**TEXT PASSAGE:**

Democracy in Denim
- nyallure1
- Oct 21, 2025
- 3 min read
When Diesel decided to break from tradition this SS26 season, it wasn't just a tweak—it was a statement. Under Glenn Martens, the label traded in the conventional runway for something wildly participatory: a city-wide "Egg Hunt" that turned Milan into both stage and spectator. Models were placed inside translucent, oval vitrives — "eggs" — scattered across sites, from churches to bars. The collection was no longer confined to insiders; in Martens' words, this was "Diesel for the people, a collection discovered by the public at the same time as everyone else."
From the outset, SS26 feels like part reclamation, part adventure. As viewers (both initiated and casual) roam Milan hunting for these eggs, the boundary between fashion show and performance art blurs. Rather than sitting in a grand theatre, people find themselves in alleys, pubs, or even clubs, peering into these plastic sanctuaries of style. This is a show about the city as a canvas, about surprise and play, about giving everyone front-row access.

**DIRECTIVES:**
• A. Answer these questions about the Diesel post:
(i) Who is leading the label this season?
(ii) Which city did the "Egg Hunt" turn into a stage?
(iii) Instead of a grand theatre, where do people find themselves?
• B. Please find every line of the records that contains the word "largemouth" and copy each one out.

**RECORD SET:**
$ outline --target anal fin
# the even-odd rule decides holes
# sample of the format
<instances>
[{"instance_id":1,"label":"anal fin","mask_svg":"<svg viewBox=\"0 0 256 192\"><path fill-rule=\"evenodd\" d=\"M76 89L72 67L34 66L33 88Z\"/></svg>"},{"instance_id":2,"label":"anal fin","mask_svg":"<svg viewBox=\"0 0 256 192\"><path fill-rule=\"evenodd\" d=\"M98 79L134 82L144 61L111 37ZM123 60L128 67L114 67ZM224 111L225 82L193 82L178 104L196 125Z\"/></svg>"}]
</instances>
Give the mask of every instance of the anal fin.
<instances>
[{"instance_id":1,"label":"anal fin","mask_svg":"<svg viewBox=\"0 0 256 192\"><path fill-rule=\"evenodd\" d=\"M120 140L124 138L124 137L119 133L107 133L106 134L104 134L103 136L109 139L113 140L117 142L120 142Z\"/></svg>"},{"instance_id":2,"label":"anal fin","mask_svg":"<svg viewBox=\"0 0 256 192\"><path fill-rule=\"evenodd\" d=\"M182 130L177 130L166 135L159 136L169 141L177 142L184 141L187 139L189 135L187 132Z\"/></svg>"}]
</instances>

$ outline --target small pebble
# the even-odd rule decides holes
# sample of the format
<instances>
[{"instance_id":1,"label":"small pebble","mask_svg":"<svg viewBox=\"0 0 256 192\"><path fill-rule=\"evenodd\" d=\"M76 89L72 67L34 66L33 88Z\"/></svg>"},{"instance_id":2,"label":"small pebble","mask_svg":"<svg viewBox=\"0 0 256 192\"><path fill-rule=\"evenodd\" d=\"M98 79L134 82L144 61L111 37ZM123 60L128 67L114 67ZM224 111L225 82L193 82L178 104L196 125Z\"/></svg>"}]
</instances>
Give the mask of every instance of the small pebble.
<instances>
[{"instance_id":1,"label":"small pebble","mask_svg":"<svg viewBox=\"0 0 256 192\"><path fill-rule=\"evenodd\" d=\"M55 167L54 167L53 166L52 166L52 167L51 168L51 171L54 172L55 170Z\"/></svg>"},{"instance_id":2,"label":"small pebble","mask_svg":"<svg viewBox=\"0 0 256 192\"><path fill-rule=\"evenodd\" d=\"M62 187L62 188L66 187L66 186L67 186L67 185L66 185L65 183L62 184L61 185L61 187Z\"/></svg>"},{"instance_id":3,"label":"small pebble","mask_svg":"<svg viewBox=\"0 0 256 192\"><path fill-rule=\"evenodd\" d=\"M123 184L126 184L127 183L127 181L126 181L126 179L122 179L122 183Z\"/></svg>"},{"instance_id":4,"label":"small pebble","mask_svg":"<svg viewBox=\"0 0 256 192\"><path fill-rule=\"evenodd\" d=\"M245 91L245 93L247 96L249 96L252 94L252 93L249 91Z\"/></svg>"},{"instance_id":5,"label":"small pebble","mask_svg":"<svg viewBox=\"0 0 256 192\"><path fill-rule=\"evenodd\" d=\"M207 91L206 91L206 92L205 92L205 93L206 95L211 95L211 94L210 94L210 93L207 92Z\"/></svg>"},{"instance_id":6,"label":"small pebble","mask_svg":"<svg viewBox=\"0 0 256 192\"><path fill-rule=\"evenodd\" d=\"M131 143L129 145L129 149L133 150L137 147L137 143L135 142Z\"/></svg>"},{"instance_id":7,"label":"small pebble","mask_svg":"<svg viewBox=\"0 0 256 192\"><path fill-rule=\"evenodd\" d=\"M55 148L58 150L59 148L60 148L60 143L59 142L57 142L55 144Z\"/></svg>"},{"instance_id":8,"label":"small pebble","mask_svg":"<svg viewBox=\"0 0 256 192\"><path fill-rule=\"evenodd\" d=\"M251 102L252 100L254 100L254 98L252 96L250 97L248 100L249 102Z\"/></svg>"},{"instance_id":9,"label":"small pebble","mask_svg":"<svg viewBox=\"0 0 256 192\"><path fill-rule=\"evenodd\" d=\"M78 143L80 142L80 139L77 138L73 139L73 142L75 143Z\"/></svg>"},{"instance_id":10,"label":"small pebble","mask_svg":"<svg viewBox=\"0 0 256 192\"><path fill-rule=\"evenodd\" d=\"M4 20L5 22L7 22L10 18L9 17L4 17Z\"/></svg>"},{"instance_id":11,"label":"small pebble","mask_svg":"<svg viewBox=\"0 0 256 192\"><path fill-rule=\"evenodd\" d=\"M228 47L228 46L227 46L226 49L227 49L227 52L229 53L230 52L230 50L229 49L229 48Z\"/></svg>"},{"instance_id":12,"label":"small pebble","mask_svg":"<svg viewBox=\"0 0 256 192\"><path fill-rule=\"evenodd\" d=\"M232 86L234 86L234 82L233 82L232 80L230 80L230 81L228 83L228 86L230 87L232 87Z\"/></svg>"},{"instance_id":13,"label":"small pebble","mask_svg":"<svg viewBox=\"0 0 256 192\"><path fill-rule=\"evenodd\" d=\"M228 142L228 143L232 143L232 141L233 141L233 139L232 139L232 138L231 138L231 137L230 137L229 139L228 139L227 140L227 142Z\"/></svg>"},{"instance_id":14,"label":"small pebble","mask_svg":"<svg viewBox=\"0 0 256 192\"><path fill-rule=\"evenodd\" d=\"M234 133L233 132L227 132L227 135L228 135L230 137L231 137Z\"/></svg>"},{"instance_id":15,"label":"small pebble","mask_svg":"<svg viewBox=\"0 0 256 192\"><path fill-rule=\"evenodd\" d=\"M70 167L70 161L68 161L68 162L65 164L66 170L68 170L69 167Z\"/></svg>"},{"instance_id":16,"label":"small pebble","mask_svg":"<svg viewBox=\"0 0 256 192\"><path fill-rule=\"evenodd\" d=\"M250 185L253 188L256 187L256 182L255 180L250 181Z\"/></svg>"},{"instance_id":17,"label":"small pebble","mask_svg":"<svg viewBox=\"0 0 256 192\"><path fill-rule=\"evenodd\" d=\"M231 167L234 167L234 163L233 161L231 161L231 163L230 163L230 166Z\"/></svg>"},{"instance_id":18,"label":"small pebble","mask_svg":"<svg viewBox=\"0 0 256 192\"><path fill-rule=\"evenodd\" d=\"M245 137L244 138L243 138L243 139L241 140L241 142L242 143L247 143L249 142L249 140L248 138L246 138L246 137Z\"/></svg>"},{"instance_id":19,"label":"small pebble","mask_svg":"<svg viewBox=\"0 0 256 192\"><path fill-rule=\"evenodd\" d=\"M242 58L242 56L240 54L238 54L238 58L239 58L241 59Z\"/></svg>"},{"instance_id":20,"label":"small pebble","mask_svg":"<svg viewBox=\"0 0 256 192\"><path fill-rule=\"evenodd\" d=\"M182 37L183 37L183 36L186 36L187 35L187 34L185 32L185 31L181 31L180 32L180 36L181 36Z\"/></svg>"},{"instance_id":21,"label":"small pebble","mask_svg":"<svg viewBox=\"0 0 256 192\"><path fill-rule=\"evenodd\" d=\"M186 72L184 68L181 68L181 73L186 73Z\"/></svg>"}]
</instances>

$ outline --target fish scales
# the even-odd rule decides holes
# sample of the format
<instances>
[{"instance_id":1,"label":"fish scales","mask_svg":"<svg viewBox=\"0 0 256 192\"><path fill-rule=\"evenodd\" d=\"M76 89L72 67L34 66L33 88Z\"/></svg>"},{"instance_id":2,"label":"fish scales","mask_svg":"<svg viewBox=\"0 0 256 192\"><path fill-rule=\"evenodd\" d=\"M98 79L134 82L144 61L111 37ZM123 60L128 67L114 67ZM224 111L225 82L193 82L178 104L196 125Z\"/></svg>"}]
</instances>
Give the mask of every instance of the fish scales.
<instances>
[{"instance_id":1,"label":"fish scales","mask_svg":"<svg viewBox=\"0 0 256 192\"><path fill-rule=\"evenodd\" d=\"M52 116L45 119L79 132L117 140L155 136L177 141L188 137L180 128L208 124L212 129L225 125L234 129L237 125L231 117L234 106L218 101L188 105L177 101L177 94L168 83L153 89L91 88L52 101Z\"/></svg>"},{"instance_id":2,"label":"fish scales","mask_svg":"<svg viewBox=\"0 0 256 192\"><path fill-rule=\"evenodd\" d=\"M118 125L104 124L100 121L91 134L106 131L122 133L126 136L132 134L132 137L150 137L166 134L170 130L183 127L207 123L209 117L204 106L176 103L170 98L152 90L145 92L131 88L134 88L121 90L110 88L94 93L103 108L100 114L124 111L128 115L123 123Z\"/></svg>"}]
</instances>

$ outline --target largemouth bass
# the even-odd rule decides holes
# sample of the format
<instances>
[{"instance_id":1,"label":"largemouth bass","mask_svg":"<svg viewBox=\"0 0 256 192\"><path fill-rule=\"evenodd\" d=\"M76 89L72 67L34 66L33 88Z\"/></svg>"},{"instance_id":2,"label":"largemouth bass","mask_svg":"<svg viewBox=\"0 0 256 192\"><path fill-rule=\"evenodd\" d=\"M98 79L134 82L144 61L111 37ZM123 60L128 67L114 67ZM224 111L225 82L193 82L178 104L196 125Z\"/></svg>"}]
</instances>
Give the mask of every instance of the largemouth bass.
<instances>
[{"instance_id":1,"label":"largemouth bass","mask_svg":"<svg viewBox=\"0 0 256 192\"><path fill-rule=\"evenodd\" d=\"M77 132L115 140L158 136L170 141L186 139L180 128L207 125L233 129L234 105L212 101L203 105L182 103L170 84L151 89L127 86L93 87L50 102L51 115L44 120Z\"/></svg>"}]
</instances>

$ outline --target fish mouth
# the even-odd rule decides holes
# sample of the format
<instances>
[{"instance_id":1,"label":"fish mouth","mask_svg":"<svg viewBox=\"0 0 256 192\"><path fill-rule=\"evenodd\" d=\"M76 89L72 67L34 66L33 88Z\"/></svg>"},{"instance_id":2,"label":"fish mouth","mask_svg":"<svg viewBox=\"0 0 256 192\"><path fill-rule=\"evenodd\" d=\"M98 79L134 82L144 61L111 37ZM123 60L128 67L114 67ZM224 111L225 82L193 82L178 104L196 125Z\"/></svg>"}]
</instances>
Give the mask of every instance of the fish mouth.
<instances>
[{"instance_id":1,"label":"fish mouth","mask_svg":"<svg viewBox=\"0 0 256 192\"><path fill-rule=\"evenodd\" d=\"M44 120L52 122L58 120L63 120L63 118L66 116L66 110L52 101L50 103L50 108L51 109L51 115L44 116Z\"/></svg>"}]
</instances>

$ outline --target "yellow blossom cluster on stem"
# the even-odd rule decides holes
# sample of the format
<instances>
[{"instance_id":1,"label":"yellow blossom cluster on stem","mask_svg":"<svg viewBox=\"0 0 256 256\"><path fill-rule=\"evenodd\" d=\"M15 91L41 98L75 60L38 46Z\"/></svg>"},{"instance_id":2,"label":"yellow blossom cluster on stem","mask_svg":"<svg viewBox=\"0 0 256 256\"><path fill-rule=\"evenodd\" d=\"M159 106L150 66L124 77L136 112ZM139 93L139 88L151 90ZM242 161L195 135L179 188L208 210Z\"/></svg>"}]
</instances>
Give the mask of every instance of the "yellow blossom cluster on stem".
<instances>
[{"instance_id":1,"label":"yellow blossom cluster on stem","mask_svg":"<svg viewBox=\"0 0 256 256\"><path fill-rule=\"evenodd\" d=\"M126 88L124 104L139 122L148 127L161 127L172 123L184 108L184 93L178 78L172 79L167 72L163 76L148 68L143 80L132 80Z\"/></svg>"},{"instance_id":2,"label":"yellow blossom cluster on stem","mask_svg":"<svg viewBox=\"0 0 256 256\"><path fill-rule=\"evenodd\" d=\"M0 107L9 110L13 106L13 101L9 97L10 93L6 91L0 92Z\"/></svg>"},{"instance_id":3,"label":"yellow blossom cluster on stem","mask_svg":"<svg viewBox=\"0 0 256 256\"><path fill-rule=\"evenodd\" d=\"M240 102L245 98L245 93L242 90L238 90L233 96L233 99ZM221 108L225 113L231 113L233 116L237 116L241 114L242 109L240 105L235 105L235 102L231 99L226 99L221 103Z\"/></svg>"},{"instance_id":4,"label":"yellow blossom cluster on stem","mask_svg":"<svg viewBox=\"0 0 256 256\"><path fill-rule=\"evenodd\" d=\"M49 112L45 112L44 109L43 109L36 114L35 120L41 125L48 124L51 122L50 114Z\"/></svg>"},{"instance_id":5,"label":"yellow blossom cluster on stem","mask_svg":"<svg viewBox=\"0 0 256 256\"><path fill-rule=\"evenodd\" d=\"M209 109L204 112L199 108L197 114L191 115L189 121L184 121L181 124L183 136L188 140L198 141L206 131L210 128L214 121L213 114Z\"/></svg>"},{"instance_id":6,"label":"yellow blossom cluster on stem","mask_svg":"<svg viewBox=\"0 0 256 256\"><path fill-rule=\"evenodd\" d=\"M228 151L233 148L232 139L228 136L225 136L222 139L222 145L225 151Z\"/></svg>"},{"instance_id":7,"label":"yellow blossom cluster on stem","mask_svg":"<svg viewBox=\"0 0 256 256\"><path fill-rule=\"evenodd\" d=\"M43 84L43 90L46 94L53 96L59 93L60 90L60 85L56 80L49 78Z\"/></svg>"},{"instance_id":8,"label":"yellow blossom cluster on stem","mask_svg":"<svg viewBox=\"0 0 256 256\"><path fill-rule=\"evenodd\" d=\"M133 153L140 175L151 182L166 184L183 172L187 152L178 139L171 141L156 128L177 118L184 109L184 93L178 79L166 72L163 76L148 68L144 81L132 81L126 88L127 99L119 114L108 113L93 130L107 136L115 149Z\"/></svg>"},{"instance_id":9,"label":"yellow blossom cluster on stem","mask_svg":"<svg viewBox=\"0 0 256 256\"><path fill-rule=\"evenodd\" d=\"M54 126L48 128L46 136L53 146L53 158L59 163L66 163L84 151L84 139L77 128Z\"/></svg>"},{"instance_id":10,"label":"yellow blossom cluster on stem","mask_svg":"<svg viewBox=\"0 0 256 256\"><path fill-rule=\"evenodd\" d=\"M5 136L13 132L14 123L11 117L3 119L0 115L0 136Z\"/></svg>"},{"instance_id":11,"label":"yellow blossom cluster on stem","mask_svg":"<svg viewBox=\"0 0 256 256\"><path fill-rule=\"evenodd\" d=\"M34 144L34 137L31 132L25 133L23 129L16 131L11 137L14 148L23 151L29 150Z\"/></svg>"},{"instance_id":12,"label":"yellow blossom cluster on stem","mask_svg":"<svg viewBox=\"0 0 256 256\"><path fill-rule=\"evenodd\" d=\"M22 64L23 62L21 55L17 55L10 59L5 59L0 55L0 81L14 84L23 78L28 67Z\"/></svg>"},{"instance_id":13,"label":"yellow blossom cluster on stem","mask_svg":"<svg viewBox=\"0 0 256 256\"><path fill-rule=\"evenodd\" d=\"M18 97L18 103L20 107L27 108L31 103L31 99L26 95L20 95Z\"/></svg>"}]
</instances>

**ANSWERS TO THE EXERCISE:**
• A.
(i) Glenn Martens
(ii) Milan
(iii) In alleys, pubs, or even clubs

• B.
$ outline --target largemouth bass
[{"instance_id":1,"label":"largemouth bass","mask_svg":"<svg viewBox=\"0 0 256 192\"><path fill-rule=\"evenodd\" d=\"M76 89L72 67L34 66L33 88Z\"/></svg>"},{"instance_id":2,"label":"largemouth bass","mask_svg":"<svg viewBox=\"0 0 256 192\"><path fill-rule=\"evenodd\" d=\"M98 79L134 82L144 61L111 37ZM123 60L128 67L114 67ZM224 111L225 82L193 82L178 104L196 125Z\"/></svg>"}]
Give the mask of every instance of the largemouth bass.
[{"instance_id":1,"label":"largemouth bass","mask_svg":"<svg viewBox=\"0 0 256 192\"><path fill-rule=\"evenodd\" d=\"M77 132L115 140L158 136L170 141L186 139L180 128L207 125L233 129L234 105L212 101L203 105L182 103L170 84L151 89L127 86L93 87L50 102L51 115L44 120Z\"/></svg>"}]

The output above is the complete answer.